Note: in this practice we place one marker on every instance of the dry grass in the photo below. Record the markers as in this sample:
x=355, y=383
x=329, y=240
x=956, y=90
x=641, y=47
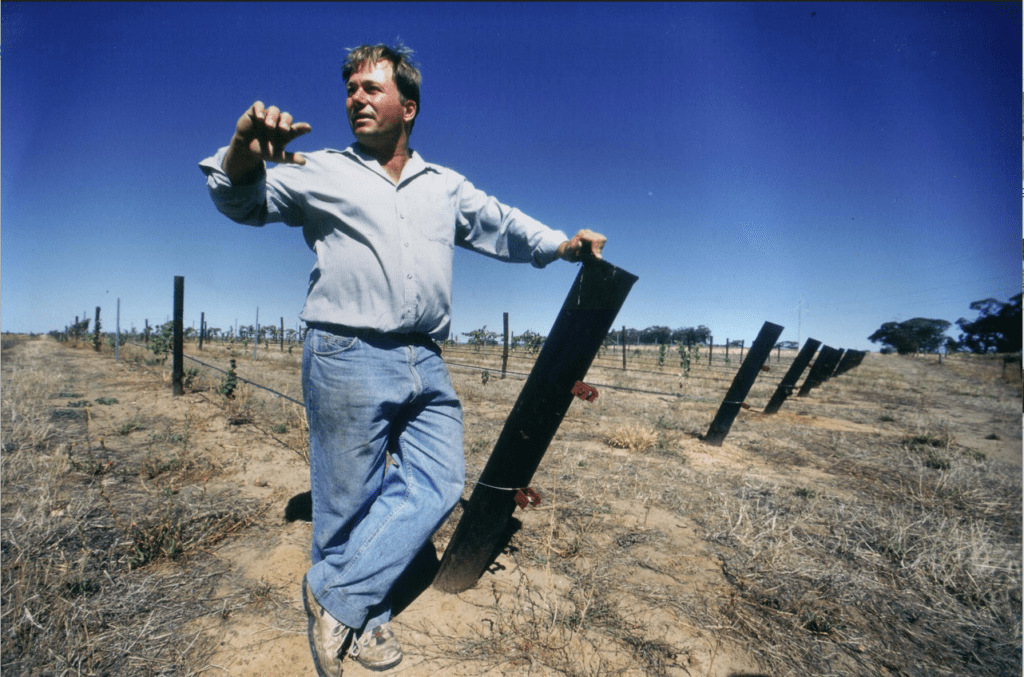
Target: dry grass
x=634, y=437
x=863, y=533
x=103, y=552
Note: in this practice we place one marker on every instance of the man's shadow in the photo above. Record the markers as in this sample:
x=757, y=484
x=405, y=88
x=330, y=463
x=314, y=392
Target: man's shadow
x=421, y=572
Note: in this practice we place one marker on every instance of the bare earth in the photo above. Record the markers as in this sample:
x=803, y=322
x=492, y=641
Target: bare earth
x=639, y=561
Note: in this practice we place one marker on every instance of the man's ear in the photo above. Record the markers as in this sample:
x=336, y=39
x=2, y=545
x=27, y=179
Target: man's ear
x=411, y=110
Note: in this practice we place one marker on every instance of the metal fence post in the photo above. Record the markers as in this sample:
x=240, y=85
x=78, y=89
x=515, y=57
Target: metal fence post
x=505, y=349
x=176, y=369
x=823, y=367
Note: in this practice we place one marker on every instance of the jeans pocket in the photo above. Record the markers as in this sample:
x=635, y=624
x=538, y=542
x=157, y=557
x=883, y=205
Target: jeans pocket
x=328, y=345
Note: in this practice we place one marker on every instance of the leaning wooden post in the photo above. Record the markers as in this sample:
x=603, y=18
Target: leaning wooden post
x=505, y=350
x=788, y=382
x=741, y=383
x=823, y=366
x=178, y=348
x=591, y=306
x=846, y=363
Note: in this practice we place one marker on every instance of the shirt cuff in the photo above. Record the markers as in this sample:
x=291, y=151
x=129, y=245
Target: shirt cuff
x=236, y=202
x=546, y=250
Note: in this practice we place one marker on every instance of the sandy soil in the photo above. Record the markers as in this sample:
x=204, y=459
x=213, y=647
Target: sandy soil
x=257, y=461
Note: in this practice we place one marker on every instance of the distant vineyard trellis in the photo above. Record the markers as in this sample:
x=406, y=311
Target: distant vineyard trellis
x=682, y=360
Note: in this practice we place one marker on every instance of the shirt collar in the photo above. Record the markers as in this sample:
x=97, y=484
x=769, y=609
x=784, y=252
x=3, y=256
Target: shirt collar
x=413, y=168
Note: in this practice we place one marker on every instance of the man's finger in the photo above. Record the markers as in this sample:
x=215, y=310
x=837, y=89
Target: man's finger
x=272, y=114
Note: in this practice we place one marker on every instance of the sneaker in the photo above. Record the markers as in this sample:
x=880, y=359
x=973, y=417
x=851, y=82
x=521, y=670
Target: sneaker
x=327, y=636
x=377, y=648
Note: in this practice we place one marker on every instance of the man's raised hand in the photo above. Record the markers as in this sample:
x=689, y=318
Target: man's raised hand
x=262, y=133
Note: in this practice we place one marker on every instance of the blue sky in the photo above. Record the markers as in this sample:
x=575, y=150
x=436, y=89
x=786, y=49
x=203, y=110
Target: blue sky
x=827, y=167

> _Exercise directions_
Retype the data above exactly, dropping every picture.

> _Reply_
Note: in this practice we place one marker on every instance of the dry grass in the photo below. Record the markers as in this sample:
x=355, y=383
x=329, y=240
x=956, y=90
x=641, y=47
Target: dry grass
x=634, y=437
x=863, y=533
x=103, y=552
Note: in this practice we place one marker on every instance of the man's shadow in the photo above. Record the markers as in this sample:
x=757, y=484
x=405, y=88
x=330, y=463
x=314, y=392
Target: man's shadow
x=421, y=572
Note: in this practice we place one marker on every instance of the bare earth in the photo above. Record the markers as in this sample:
x=803, y=322
x=492, y=641
Target: bare earth
x=639, y=561
Note: in this practice we place one marker on every instance of the man's ear in the photo above. Record the markers as in this sample:
x=336, y=39
x=2, y=545
x=27, y=179
Target: man's ear
x=411, y=110
Note: in this practice we place one marker on every instance of the metal fence post in the photo above. Record the markers as in this sample:
x=240, y=85
x=78, y=89
x=515, y=57
Target: metal fence post
x=505, y=349
x=176, y=369
x=823, y=367
Note: in this practice we place one marker on every instance of the jeans pocket in the photo above. Record the markers as in this sample:
x=635, y=624
x=538, y=542
x=157, y=557
x=883, y=205
Target: jeans pocket
x=328, y=345
Note: in this practice we place one marker on every instance of the leaning wooden post in the photo above. Record the markers as in this sample:
x=603, y=18
Target: leaning wooden post
x=505, y=350
x=788, y=382
x=741, y=383
x=823, y=366
x=178, y=348
x=591, y=306
x=846, y=363
Note: in this practice we place one marker on every instance of the shirt cuff in the photo above. Record the markers as in this sample:
x=291, y=151
x=129, y=245
Target: shirt cuff
x=236, y=202
x=546, y=250
Note: in this practice we place one marker on every instance of the sandy soil in the photo above. Record the markers as in this sample:
x=204, y=459
x=213, y=647
Target: sandy soil
x=257, y=461
Note: in this practice we place one marker on every instance of the distant vineyard trellis in the photo above. Record the markers as in this sample:
x=406, y=311
Target: distant vineyard trellis
x=682, y=360
Note: in this practice we place one marker on every instance of the shirt collar in the photo above. Record the markers as in this sample:
x=97, y=484
x=769, y=609
x=784, y=252
x=3, y=256
Target: shirt collar
x=413, y=168
Note: in this practice we place one marker on every instance of the man's finger in the photo above. Record the markers as in this sample:
x=215, y=310
x=837, y=89
Target: man's finger
x=272, y=114
Note: in this practice we place one marker on every instance of the sneaker in the photo above. Record the markers as in this sample:
x=880, y=359
x=973, y=417
x=851, y=82
x=521, y=670
Target: sneaker
x=327, y=636
x=377, y=648
Note: in this practice we place one marker on every instance of the man's raised hand in the photo above. Record the markers as in this sample:
x=689, y=318
Target: man's raised hand
x=262, y=133
Note: in this practice we place one marker on every instance of the blue sky in the photo above. Record the markers as in this sample:
x=575, y=150
x=436, y=89
x=786, y=49
x=203, y=110
Target: blue sky
x=827, y=167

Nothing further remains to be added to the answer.